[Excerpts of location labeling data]

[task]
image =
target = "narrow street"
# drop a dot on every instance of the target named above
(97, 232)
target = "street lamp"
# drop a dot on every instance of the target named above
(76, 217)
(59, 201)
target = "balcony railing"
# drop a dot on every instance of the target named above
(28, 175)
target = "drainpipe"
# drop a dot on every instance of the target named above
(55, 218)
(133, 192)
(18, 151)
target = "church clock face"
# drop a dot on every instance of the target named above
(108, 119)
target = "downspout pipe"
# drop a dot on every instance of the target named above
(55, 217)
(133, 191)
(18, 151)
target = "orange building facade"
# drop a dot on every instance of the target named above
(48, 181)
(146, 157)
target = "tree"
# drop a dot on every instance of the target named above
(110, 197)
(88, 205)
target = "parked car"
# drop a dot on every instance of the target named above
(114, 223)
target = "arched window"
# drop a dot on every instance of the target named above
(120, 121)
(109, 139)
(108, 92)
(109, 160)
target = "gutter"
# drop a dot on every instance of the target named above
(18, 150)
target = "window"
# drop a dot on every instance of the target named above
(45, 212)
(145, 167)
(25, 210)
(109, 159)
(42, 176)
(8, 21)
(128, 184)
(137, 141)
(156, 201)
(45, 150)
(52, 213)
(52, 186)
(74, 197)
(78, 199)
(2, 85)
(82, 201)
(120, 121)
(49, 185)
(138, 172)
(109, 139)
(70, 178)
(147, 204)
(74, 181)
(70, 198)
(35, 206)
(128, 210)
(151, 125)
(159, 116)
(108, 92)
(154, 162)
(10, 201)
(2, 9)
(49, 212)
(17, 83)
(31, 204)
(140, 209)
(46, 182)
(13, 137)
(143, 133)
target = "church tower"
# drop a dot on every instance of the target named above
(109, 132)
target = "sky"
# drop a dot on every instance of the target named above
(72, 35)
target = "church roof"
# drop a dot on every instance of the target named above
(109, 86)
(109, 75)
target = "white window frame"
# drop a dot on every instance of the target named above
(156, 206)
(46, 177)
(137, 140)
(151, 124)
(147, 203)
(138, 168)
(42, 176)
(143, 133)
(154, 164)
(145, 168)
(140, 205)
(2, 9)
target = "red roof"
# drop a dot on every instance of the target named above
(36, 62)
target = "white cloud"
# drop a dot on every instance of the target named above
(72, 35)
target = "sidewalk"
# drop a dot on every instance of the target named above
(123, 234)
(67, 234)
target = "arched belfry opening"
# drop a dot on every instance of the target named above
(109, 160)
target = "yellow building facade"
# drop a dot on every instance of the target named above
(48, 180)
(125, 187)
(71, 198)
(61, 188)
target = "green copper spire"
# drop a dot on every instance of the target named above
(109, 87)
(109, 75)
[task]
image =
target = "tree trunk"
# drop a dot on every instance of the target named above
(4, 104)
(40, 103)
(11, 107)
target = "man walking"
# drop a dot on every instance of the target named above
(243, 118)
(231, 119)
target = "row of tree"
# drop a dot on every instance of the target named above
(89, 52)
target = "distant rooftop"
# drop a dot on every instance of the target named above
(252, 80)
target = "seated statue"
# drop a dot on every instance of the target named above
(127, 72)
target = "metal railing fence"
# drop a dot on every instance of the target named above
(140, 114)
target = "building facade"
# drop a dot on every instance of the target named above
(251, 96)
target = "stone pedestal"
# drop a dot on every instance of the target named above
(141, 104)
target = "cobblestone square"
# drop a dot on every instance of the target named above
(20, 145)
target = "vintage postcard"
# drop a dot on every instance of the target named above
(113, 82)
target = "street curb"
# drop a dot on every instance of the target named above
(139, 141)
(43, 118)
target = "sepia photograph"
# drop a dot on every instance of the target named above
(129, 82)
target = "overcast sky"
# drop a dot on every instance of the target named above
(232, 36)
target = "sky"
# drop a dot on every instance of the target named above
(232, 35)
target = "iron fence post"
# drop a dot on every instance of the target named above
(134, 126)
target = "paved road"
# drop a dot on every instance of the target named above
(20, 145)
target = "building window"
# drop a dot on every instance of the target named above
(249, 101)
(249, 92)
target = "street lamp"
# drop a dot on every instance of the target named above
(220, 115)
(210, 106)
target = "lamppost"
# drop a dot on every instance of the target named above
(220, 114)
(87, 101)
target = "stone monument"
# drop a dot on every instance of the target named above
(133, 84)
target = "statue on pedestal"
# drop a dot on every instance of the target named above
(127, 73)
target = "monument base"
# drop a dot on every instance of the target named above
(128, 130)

Exercise task: Write down all the entries again without a single difference.

Finished exercise:
[task]
image =
target = "narrow street"
# drop a dot on every instance of the target named above
(97, 232)
target = "street lamp"
# drop a dot on every instance of the target named above
(76, 217)
(59, 201)
target = "balcony railing"
# drop a dot on every instance of the target named above
(28, 175)
target = "drainpipe"
# drop a dot on every instance of the target named above
(55, 218)
(133, 192)
(18, 151)
target = "church clock face"
# drop a dot on every instance of the target named above
(108, 119)
target = "downspout pipe"
# drop a dot on every instance of the target named above
(55, 217)
(133, 191)
(18, 151)
target = "orange building facade"
# drop a dot on every instance of the target named above
(48, 181)
(146, 157)
target = "tree"
# drop a dot on every instance of the target named above
(110, 197)
(88, 205)
target = "parked car"
# drop a dot on every instance of the target named above
(114, 223)
target = "arched window"
# drop a dot on every instance of the target named above
(120, 121)
(109, 139)
(108, 92)
(109, 160)
target = "gutter"
# drop a dot on every instance of the target named above
(18, 150)
target = "window"
# drop a dot on every instance of the target named above
(45, 212)
(145, 167)
(25, 210)
(109, 159)
(42, 176)
(8, 21)
(128, 184)
(137, 141)
(156, 201)
(45, 150)
(52, 213)
(52, 186)
(74, 197)
(78, 199)
(2, 85)
(82, 201)
(120, 121)
(49, 185)
(138, 172)
(109, 139)
(70, 178)
(147, 204)
(74, 181)
(70, 198)
(35, 206)
(128, 210)
(151, 125)
(159, 116)
(108, 92)
(154, 162)
(10, 201)
(2, 9)
(49, 212)
(17, 83)
(31, 204)
(140, 209)
(46, 182)
(13, 137)
(143, 133)
target = "church tower"
# drop a dot on every instance of the target named above
(109, 132)
target = "sky"
# drop a dot on every instance of the target named above
(72, 35)
target = "church roof"
# drop a dot on every instance of the target named above
(109, 86)
(109, 75)
target = "white window frame"
# drop a dot on every instance of the target named above
(156, 206)
(46, 177)
(137, 140)
(151, 124)
(147, 203)
(138, 168)
(42, 176)
(143, 133)
(154, 164)
(145, 168)
(140, 205)
(2, 9)
target = "red roof"
# drop a dot on every instance of the target named above
(36, 62)
target = "white cloud"
# drop a dot on every instance of the target named above
(72, 35)
target = "sidewalk"
# drop a dot on every instance of the target named above
(123, 234)
(67, 234)
target = "arched belfry opening"
# drop a dot on every instance of the target named above
(109, 160)
target = "yellow building facade"
# drop a dot on every instance of the target named above
(48, 180)
(125, 187)
(71, 198)
(61, 188)
target = "green copper spire"
# drop a dot on every instance of the target named above
(109, 87)
(109, 75)
[task]
image =
target = "tree trunk"
# drop a dot on every instance of the target named above
(4, 104)
(40, 103)
(11, 107)
target = "man walking"
# drop a dot on every instance of the target named above
(243, 118)
(231, 119)
target = "row of tree"
# drop a dot on every instance of the target named above
(89, 52)
target = "distant rooftop"
# drop a dot on every instance of the target named above
(252, 80)
target = "seated statue"
# drop a dot on every instance of the target named above
(127, 72)
target = "metal railing fence"
# drop a dot on every instance of the target named above
(140, 114)
target = "building facade"
# drop a dot on every instance of the target named above
(251, 96)
target = "stone pedestal"
# drop a dot on every instance of the target named above
(141, 104)
target = "cobblestone square"
# drop a dot on every instance of the target named above
(20, 145)
target = "vintage postcard"
# drop a dot on every instance of the target named above
(113, 82)
target = "street curb"
# drop a dot on every instance of the target named above
(139, 141)
(43, 118)
target = "sepia photograph"
# drop a dot on every instance of the target named above
(129, 82)
target = "overcast sky"
# drop a dot on every instance of the target named above
(232, 36)
target = "sky"
# drop a dot on every instance of the target named above
(232, 35)
target = "iron fence post"
# drop a dot on every instance of the target named above
(134, 126)
target = "paved road"
# drop a dot on every instance of the target named above
(20, 145)
target = "building window"
# drop a dot on every instance of the target named above
(249, 101)
(249, 92)
target = "street lamp"
# drop a dot on every instance of the target named above
(220, 115)
(210, 106)
target = "lamppost"
# drop a dot on every instance of the target named above
(220, 114)
(87, 101)
target = "stone monument"
# drop a dot on every instance of the target named above
(133, 84)
target = "statue on pedestal"
# drop a dot on every instance of the target named above
(127, 73)
target = "monument base"
# drop a dot on every instance of the target named above
(128, 130)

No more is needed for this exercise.